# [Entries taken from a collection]
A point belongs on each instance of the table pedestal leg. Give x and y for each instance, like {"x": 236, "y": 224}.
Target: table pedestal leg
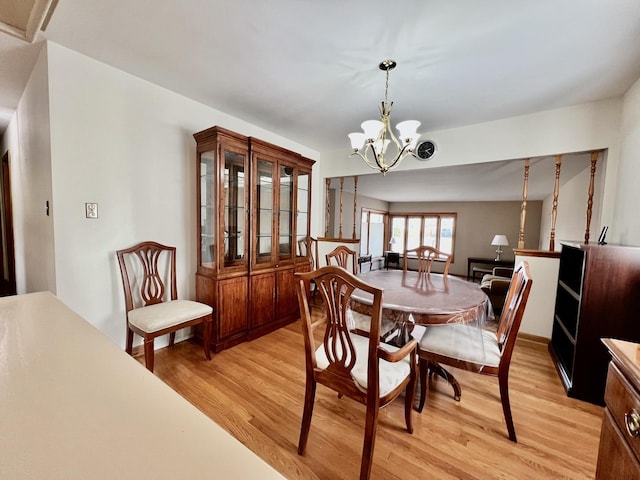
{"x": 440, "y": 371}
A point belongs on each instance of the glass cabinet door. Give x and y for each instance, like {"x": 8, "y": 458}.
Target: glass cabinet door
{"x": 302, "y": 211}
{"x": 207, "y": 210}
{"x": 234, "y": 212}
{"x": 285, "y": 213}
{"x": 264, "y": 196}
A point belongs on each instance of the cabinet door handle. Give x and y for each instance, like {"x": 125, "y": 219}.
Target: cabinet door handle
{"x": 632, "y": 422}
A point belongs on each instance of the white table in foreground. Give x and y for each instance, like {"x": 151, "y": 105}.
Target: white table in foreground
{"x": 75, "y": 406}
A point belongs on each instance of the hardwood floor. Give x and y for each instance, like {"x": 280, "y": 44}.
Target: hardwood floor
{"x": 255, "y": 391}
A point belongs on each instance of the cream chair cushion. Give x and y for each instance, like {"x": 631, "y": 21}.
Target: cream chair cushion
{"x": 466, "y": 342}
{"x": 167, "y": 314}
{"x": 391, "y": 374}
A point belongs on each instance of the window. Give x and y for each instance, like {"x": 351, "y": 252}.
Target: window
{"x": 432, "y": 229}
{"x": 372, "y": 232}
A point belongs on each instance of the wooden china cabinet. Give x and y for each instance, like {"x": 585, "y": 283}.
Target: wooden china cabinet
{"x": 254, "y": 203}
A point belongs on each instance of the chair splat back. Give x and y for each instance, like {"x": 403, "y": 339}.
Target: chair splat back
{"x": 338, "y": 346}
{"x": 341, "y": 255}
{"x": 152, "y": 288}
{"x": 483, "y": 352}
{"x": 512, "y": 312}
{"x": 355, "y": 366}
{"x": 152, "y": 306}
{"x": 426, "y": 256}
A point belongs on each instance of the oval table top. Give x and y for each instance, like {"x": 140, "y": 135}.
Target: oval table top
{"x": 429, "y": 298}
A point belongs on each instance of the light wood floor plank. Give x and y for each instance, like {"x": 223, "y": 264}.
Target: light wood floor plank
{"x": 256, "y": 390}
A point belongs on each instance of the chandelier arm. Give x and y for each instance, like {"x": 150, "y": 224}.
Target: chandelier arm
{"x": 366, "y": 160}
{"x": 380, "y": 164}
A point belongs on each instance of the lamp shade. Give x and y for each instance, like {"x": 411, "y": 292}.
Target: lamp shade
{"x": 500, "y": 240}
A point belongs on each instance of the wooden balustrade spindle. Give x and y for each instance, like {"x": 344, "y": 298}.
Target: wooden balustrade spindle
{"x": 523, "y": 208}
{"x": 355, "y": 204}
{"x": 594, "y": 159}
{"x": 341, "y": 191}
{"x": 554, "y": 210}
{"x": 327, "y": 217}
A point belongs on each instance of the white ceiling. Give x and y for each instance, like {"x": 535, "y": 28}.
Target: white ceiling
{"x": 308, "y": 69}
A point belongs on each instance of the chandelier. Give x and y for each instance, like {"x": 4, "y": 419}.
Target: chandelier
{"x": 371, "y": 144}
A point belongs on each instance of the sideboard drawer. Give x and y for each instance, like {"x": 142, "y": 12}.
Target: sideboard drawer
{"x": 623, "y": 401}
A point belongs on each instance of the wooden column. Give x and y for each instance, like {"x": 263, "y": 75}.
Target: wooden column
{"x": 341, "y": 190}
{"x": 594, "y": 159}
{"x": 523, "y": 208}
{"x": 554, "y": 210}
{"x": 327, "y": 216}
{"x": 355, "y": 204}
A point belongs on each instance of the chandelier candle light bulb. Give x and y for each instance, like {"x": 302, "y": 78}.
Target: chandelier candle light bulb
{"x": 499, "y": 241}
{"x": 371, "y": 144}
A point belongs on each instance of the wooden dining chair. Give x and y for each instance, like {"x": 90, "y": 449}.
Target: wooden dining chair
{"x": 355, "y": 366}
{"x": 426, "y": 256}
{"x": 148, "y": 272}
{"x": 472, "y": 348}
{"x": 344, "y": 257}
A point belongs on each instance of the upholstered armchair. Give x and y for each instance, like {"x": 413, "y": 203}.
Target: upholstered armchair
{"x": 496, "y": 286}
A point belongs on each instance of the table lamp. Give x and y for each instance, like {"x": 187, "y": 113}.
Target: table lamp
{"x": 500, "y": 241}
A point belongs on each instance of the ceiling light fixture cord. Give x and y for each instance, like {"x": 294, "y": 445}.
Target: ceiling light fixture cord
{"x": 377, "y": 134}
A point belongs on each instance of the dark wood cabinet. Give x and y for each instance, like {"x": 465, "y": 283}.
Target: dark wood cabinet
{"x": 253, "y": 208}
{"x": 619, "y": 452}
{"x": 597, "y": 296}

# [What you are asked to do]
Transcribe every entry exactly, leaving out the pictures.

# [Response box]
A point belongs on each instance of the table pedestal leg. Give x and y for each instance, like {"x": 236, "y": 224}.
Target: table pedestal leg
{"x": 440, "y": 371}
A point belongs on each instance of the glass cabinet door. Give x and y for each instance, like {"x": 8, "y": 458}.
Target: glass cabinet door
{"x": 302, "y": 211}
{"x": 207, "y": 210}
{"x": 234, "y": 212}
{"x": 285, "y": 213}
{"x": 264, "y": 196}
A point belongs on each instance of the cabinet door handle. Give x and y for each instance, like {"x": 125, "y": 219}.
Target: cabinet door handle
{"x": 632, "y": 422}
A point belongs on each instance of the white table in foreground. Give x and y for each instance, like {"x": 151, "y": 105}.
Target: white table in foreground
{"x": 75, "y": 406}
A point belongs on each instance of the hardwood floor. Give x and y for each instance, like {"x": 280, "y": 44}.
Target: hardwood floor
{"x": 255, "y": 391}
A point belongs on each instance of the cream chair cushion. Give x and y for each instance, like {"x": 631, "y": 21}.
Target: cream chair cushion
{"x": 466, "y": 342}
{"x": 167, "y": 314}
{"x": 391, "y": 374}
A point belongs on each instance of the window. Give x and y for each instance, like {"x": 351, "y": 252}.
Target: window
{"x": 432, "y": 229}
{"x": 372, "y": 232}
A point belongs on each instance of the wooden china cabinet. Give x and y for each instance, like {"x": 585, "y": 283}.
Target: wooden china cabinet
{"x": 254, "y": 203}
A point belongs on each instance of the chair splat back. Give x and y for each instance, like {"x": 403, "y": 339}.
Target: chair splat back
{"x": 338, "y": 346}
{"x": 341, "y": 255}
{"x": 152, "y": 288}
{"x": 483, "y": 352}
{"x": 512, "y": 312}
{"x": 355, "y": 366}
{"x": 152, "y": 306}
{"x": 426, "y": 256}
A point belongs on each instance of the oval table top. Give x and y for each instance, like {"x": 140, "y": 135}.
Target: oval table top
{"x": 429, "y": 298}
A point belongs on each instance of the light wood floor plank. Give x and y for each instance, like {"x": 223, "y": 264}.
Target: light wood floor plank
{"x": 256, "y": 390}
A point belongs on each instance of the chandelier arm. Give x and y for each instance, like {"x": 150, "y": 224}.
Target: chandelier arm
{"x": 366, "y": 160}
{"x": 380, "y": 164}
A point belongs on each instance of the lamp shade. Give x and y for each instance, like {"x": 411, "y": 292}.
Target: lamp shade
{"x": 500, "y": 240}
A point belongs on each instance of the wooden balustrade spindle. Give x and y for each instance, like {"x": 344, "y": 298}.
Target: wooden balustrade spindle
{"x": 523, "y": 208}
{"x": 355, "y": 204}
{"x": 594, "y": 159}
{"x": 341, "y": 191}
{"x": 554, "y": 210}
{"x": 327, "y": 217}
A point belongs on each instance of the white ceiling. Give x and y for each instance, like {"x": 535, "y": 28}.
Target: white ceiling
{"x": 308, "y": 69}
A point belongs on each instance of the chandelier. Give x and y for each instance, like {"x": 4, "y": 419}.
Target: chandelier
{"x": 371, "y": 144}
A point belongs on each instance of the sideboard drawer. Give x and y for each instance, like {"x": 142, "y": 12}.
Target: sideboard drawer
{"x": 623, "y": 401}
A point belongs on each instance of the wooden column. Give x and y for each instance, like {"x": 263, "y": 75}.
Target: wooden column
{"x": 341, "y": 190}
{"x": 594, "y": 159}
{"x": 523, "y": 208}
{"x": 554, "y": 210}
{"x": 327, "y": 216}
{"x": 355, "y": 204}
A point belongs on each instance of the chandelier candle light bulb. Give x and y for each instance, like {"x": 302, "y": 78}.
Target: chandelier candle light bulb
{"x": 499, "y": 241}
{"x": 371, "y": 144}
A point belongs on each instance of the wooden dining chair. Give x and y for each instance, like {"x": 90, "y": 449}.
Target: wooden dining chair
{"x": 355, "y": 366}
{"x": 426, "y": 256}
{"x": 148, "y": 272}
{"x": 472, "y": 348}
{"x": 344, "y": 257}
A point belongs on each instance of the upholstered armchair. Give x and y for each instance, like {"x": 413, "y": 203}.
Target: upholstered armchair
{"x": 496, "y": 286}
A point belongs on each instance of the table lamp. Give x and y for each instance, like {"x": 187, "y": 113}.
Target: table lamp
{"x": 500, "y": 241}
A point belongs on each instance of the ceiling light fixture cord. Give x and y for each instance, like {"x": 294, "y": 445}.
Target: ceiling light fixture cord
{"x": 377, "y": 134}
A point belongs on each instance of the dark wood cabinet. Give x and y for each instance, like {"x": 465, "y": 283}.
Target: dark wood cabinet
{"x": 253, "y": 208}
{"x": 619, "y": 452}
{"x": 597, "y": 296}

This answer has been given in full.